**AIM OF THE EXERCISE:** Set down the whole listing below exactly. The pictures stay out.

══════════

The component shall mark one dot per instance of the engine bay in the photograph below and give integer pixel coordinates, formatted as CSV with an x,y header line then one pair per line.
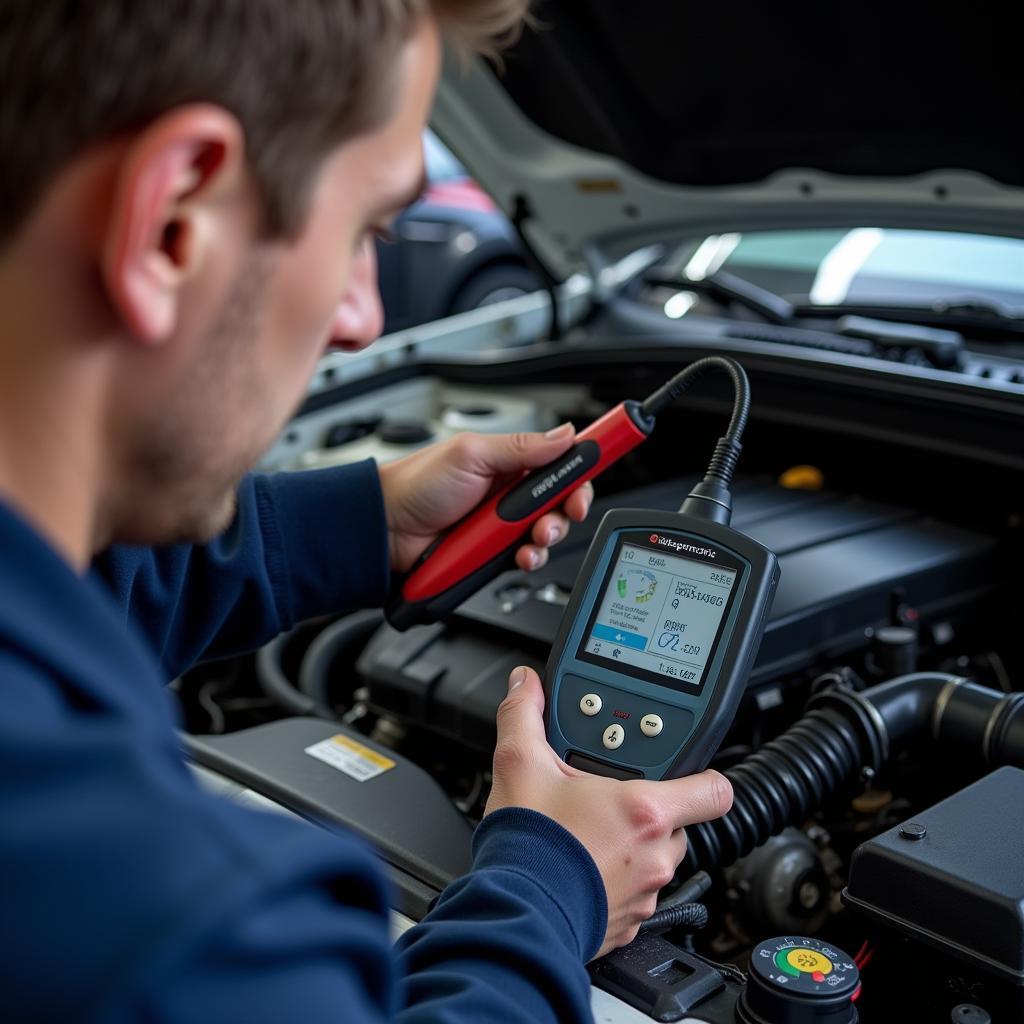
x,y
876,757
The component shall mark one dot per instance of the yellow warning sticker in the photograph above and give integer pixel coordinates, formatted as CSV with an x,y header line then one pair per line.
x,y
353,759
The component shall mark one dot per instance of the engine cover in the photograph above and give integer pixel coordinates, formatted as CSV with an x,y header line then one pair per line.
x,y
842,559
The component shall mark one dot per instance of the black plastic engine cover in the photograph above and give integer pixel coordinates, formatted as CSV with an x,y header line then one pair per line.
x,y
401,811
841,558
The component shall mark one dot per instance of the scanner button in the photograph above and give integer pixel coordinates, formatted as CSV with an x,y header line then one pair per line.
x,y
613,737
651,725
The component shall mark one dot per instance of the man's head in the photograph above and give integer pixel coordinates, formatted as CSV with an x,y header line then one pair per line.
x,y
192,188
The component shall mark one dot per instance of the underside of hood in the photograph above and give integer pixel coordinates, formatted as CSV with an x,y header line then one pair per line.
x,y
615,124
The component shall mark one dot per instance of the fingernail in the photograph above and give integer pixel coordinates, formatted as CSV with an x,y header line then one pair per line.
x,y
563,431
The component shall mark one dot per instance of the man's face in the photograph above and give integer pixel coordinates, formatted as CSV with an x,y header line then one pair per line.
x,y
244,367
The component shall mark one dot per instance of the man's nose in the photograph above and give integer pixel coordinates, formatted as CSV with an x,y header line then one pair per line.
x,y
359,318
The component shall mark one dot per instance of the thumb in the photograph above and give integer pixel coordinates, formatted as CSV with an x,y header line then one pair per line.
x,y
520,716
510,453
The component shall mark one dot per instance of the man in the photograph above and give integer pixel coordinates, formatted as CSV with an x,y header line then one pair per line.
x,y
190,190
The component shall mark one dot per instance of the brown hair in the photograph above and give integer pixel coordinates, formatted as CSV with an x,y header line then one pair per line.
x,y
301,76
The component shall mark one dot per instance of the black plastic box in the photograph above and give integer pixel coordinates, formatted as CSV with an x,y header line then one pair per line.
x,y
949,885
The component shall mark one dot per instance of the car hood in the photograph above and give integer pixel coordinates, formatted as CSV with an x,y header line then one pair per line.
x,y
613,125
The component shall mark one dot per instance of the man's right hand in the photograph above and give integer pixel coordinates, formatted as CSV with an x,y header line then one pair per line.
x,y
634,830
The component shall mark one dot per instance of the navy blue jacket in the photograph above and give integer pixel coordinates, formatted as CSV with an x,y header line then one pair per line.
x,y
128,894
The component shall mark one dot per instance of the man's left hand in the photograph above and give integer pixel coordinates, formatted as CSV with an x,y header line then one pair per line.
x,y
431,489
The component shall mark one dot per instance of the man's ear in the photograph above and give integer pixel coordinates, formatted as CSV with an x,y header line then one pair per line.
x,y
175,181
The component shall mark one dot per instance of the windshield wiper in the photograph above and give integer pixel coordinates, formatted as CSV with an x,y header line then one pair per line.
x,y
725,287
978,314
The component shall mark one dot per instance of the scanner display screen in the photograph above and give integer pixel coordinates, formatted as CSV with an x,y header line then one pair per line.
x,y
659,613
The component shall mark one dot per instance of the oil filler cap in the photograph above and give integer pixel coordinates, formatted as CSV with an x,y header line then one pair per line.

══════════

**COMPLETED EXERCISE:**
The component shall mark one dot per instance of the engine bay in the photograph below and give integer pixel coordinates, formatted as CSV with an x,y header line then one pair per line.
x,y
876,757
The component shall mark one dot per instance of the yellow warning sticker in the photograph above and give integer pixel coordinates, formatted as CSV with an x,y header line then one pair per line.
x,y
353,759
The component shall mark one dot per instance of the engine cover in the photograph above and give integer pixel coordinates, formatted as CSV with an x,y header line then one pair per line.
x,y
842,559
The component shall mark one dot per instance of the black plastic engine cover in the photograph above and give integer pixel coordinates, formatted as CSV with an x,y header line then one pair per line.
x,y
401,811
841,558
The component shall mark one dot per instance of the scanner button in the photograph above and give integer pixel coordinates, formatted as CSV with an x,y header line then one pair per line.
x,y
613,737
651,725
The component shall mark one dot per instance of the man's head in the photograph above and give integer pixel coordinates, formatted as CSV with an x,y header line then one pair per line.
x,y
192,188
The component shall mark one dot per instance of the underside of hood in the photograph above and give integer pixel coordinates, formatted as CSV with an x,y header line then one pair per line.
x,y
615,124
The component shall mark one dot per instance of the fingernail in the photograph above and give integer pixel coordinates, formatted as CSV with an x,y header line then one pair per line.
x,y
563,431
The component shall mark one dot per instance of the man's face in the photograph above and give integer pixel coordinates, formatted as CSV with an x,y header line then one pair per line.
x,y
244,367
The component shall mark one dot per instance of the man's nose in the photograph above and give integer pixel coordinates, formatted as CSV with an x,y header line then one pair per line.
x,y
359,318
The component shall mark one dot per instance of the thumb in the photograph above and give integer pixel coordinates, formatted as CSV with an x,y header line then one pair per line.
x,y
520,716
510,453
The component shall mark one dot per instance of the man in the photograph above and give integer pixel coordinates, formatted as CSV with an x,y header line then one pair per line.
x,y
190,190
The component shall mark one dot per instance of the brown hair in the photograph above and give integer pixel coordinates, formatted as CSV with an x,y header line then one pair per line.
x,y
301,76
The component shall mark one dot per instance of the black plastic box in the photograph above and give integer pixel coordinates, formatted as CSV with an x,y header line then one pair per line.
x,y
949,885
The component shall mark one dot per instance of the car hood in the photograph above and give integer pixel coordinates, formatted as CSV with an x,y header line then one pair per line.
x,y
613,125
The component shall mark one dot per instance of the man's right hand in the photograph above and give integer pixel coordinates, formatted as CSV with an x,y header line then one pair per line.
x,y
634,830
The component shall mark one dot per instance of the navy blue jacket in the photograph above and give integer pixel coordinates, formatted as CSV with an x,y header line then one pair per line.
x,y
128,894
The component shall mark one dot per instance of the man's left hand in the photograph above and give integer pixel coordinates, formatted as CSV with an x,y header line then one pair per line.
x,y
431,489
The component shall mark one dot per instance of the man's ear in the photograph above and give integer pixel coordinates, formatted as CSV with an x,y header line then one pair per line.
x,y
175,181
The component shall mark one dot per instance of the windshield wiper in the photograph above and give integer pixel coordinates, formatted as CSV with an x,y header line then one pair per line.
x,y
725,287
978,314
The component shall mark one dot per instance of the scanner display screen in the photograph above and give integer pixel coordinates, formatted as CSV with an x,y header line then one pair per line.
x,y
659,613
The component shall mark one dot per instance of the oil filler cap in the photograph above and give integer pixel coordinates, formatted as CSV with an x,y header line then one pair per line.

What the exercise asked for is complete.